* [Data for this task]:
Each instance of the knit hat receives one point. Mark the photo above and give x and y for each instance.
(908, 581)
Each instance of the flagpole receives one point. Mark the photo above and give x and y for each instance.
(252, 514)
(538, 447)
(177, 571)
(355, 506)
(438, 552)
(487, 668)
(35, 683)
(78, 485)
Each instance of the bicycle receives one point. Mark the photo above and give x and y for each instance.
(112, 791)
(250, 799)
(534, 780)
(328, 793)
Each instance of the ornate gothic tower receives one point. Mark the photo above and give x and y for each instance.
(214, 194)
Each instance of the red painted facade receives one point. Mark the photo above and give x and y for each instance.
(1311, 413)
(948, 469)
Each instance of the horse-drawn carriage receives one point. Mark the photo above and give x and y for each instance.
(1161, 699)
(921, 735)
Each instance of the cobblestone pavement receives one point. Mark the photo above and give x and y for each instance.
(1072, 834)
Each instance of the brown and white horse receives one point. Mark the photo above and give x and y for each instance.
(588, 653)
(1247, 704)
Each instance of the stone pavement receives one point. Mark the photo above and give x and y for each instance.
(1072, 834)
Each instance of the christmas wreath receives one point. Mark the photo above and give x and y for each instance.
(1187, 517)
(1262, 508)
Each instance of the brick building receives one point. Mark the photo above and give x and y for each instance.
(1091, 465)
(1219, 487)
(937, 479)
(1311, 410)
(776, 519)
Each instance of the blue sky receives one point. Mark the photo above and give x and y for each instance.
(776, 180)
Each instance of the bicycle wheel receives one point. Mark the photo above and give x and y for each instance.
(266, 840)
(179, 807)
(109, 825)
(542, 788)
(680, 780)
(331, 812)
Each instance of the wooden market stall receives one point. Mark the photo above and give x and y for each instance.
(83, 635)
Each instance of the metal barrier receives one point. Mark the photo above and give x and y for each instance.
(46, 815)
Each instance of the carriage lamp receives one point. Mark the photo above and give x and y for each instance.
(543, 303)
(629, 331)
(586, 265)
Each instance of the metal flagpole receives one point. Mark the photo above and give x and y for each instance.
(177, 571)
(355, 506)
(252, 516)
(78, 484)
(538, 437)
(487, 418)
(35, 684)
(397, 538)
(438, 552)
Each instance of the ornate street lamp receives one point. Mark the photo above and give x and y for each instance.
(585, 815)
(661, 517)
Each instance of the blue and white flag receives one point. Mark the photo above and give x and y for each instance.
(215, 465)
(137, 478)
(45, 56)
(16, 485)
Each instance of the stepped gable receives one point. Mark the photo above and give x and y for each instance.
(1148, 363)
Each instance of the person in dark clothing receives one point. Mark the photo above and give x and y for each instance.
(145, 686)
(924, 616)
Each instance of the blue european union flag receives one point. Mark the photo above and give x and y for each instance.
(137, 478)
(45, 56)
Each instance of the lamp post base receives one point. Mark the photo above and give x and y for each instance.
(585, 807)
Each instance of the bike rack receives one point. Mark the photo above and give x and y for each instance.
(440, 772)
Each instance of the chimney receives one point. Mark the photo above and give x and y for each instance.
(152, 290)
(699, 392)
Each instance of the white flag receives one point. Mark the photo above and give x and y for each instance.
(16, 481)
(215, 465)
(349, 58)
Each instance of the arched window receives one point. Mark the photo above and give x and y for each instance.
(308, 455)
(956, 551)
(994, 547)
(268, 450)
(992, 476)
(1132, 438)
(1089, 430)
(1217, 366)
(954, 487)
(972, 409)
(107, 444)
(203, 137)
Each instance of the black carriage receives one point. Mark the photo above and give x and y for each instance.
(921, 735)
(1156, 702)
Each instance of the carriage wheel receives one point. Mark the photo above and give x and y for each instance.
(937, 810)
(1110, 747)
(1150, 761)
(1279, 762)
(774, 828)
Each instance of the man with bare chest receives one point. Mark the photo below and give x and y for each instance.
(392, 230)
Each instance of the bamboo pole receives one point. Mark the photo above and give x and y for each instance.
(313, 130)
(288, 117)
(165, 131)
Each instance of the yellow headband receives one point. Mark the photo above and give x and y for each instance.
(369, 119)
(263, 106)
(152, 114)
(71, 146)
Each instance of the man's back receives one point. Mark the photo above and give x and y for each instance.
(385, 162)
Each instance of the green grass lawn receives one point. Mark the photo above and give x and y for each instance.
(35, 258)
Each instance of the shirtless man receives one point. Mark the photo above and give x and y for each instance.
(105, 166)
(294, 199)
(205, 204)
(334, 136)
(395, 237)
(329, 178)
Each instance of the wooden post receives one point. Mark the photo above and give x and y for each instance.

* [Task objective]:
Present every line of the records above as a numbered list, omitting any blank lines.

* [Correct output]:
1. Each instance of the knit hat receives one point. Mark the photo above and give x and y for each instance.
2. (908, 581)
3. Each instance of the flagpole receives one point. Mark the photo above and give x and y for each instance.
4. (252, 514)
5. (538, 447)
6. (177, 571)
7. (355, 506)
8. (438, 552)
9. (487, 668)
10. (35, 683)
11. (78, 485)
12. Each instance of the bicycle receives one point. Mark the photo above and give x and y for each instance.
13. (112, 791)
14. (250, 799)
15. (534, 780)
16. (328, 793)
17. Each instance of the ornate gothic tower receives one point. Mark the photo above and give x and y for each instance.
18. (214, 194)
19. Each instance of the red painted facade receives one point. Mark the photo above and give x and y for each instance.
20. (1311, 413)
21. (948, 469)
22. Each instance of the horse-drawn carriage receives one point. Mark the photo above and give x and y for each instance.
23. (1161, 699)
24. (921, 735)
25. Each instance of the cobblestone pavement receives one point. Mark the photo above and give x and y for each instance.
26. (1072, 834)
27. Each instance of the brown and white horse receives one point. Mark the photo above and give x and y for each instance.
28. (588, 653)
29. (1247, 704)
30. Each instance of the stone pavement receives one point. Mark the photo above and give x and y for each instance.
31. (1072, 834)
32. Each instance of the christmas wreath receives one point. Mark the photo above and give x and y for each instance.
33. (1187, 517)
34. (1262, 508)
35. Each instance of the brick building receives one point. Mark the photo above and give x and y for each instance.
36. (1091, 465)
37. (1219, 487)
38. (937, 479)
39. (1311, 410)
40. (776, 519)
41. Each instance of the blue sky receives one point. Mark the photo above and give x and y for each instance.
42. (776, 180)
43. Each instance of the bicycle wheel receives one point. Mark the photo above and give x and y for each instance.
44. (266, 840)
45. (179, 807)
46. (109, 825)
47. (542, 788)
48. (680, 780)
49. (331, 812)
50. Each instance of the wooden market stall receives one point. Mark the photo above and give x and y for each instance.
51. (83, 635)
52. Each instance of the metal barrier receives one point. Mark the photo above and give x and y for each instance.
53. (46, 815)
54. Each instance of the carriage lamp receives one point. Mark the photo above and give x and y for each instance.
55. (543, 303)
56. (629, 331)
57. (586, 265)
58. Each instance of the metal flagpole receives one point. Mark the photo above and give x and y for each instance.
59. (177, 571)
60. (355, 506)
61. (252, 516)
62. (78, 484)
63. (538, 437)
64. (487, 418)
65. (35, 684)
66. (397, 538)
67. (438, 552)
68. Each instance of the ornate street lamp receives one point. Mark the photo above and give x and y for each instance.
69. (585, 815)
70. (661, 517)
71. Each instance of the blue and white flag receives one point. Mark the photo above and give x and y for each instance.
72. (215, 465)
73. (137, 478)
74. (45, 56)
75. (16, 485)
76. Each instance of the stepped gable receives one point. Mark the photo above and give x and y for each instance.
77. (1148, 363)
78. Each instance of the person in dark clothing receives one point. Mark the photo above and give x and y for each instance.
79. (145, 686)
80. (924, 616)
81. Each instance of the blue european union flag receives one point. Mark the photo above and give x and y for each instance.
82. (137, 478)
83. (45, 56)
84. Each instance of the lamp post base receives one point. Mark the photo above and give x and y for each instance.
85. (585, 807)
86. Each instance of the bike rack receives one point. Mark the photo above and give x and y for each instance.
87. (440, 772)
88. Each instance of the chimney receives one point. Mark the photo above and give x and y for each instance.
89. (152, 290)
90. (699, 392)
91. Each instance of the white flag receives one point. Mark the photo above and give x and y for each instance.
92. (16, 481)
93. (215, 465)
94. (349, 58)
95. Each instance of the arched window receives one point. Mark the photo above and give x and y for each instance.
96. (308, 455)
97. (956, 551)
98. (994, 547)
99. (268, 450)
100. (992, 476)
101. (1132, 438)
102. (1089, 430)
103. (1217, 366)
104. (954, 487)
105. (972, 409)
106. (107, 444)
107. (203, 137)
108. Each instance of the black carriage receives one point. Mark the photo above and give x and y for each instance.
109. (921, 735)
110. (1156, 702)
111. Each instance of the carriage wheel receives one point. Mark the photo above and give x and y for each instance.
112. (937, 810)
113. (1110, 747)
114. (1150, 761)
115. (1279, 762)
116. (774, 828)
117. Each instance of the man with bare chest receives one point. Mark the photo below and give x and y for each instance.
118. (392, 230)
119. Each instance of the bamboo pole receives one point. Mark the photo above and give x and y for each instance.
120. (313, 130)
121. (288, 117)
122. (165, 131)
123. Each instance of the yellow headband receives one point. Mark the photo above and give x and y for each instance.
124. (369, 119)
125. (263, 106)
126. (152, 114)
127. (71, 146)
128. Each instance of the man's back receives one point. Mark the photo above and give x and y for each instance.
129. (385, 162)
130. Each instance of the green grass lawn receives one point. Mark the photo above and give x and y for each instance.
131. (35, 258)
132. Each instance of the shirtless man receives one point. Mark the photo above and give x and y for each instance.
133. (105, 166)
134. (294, 199)
135. (205, 204)
136. (334, 136)
137. (395, 237)
138. (329, 178)
139. Each instance of the wooden post receives one point. Mark the photo above and give x and y for each instance.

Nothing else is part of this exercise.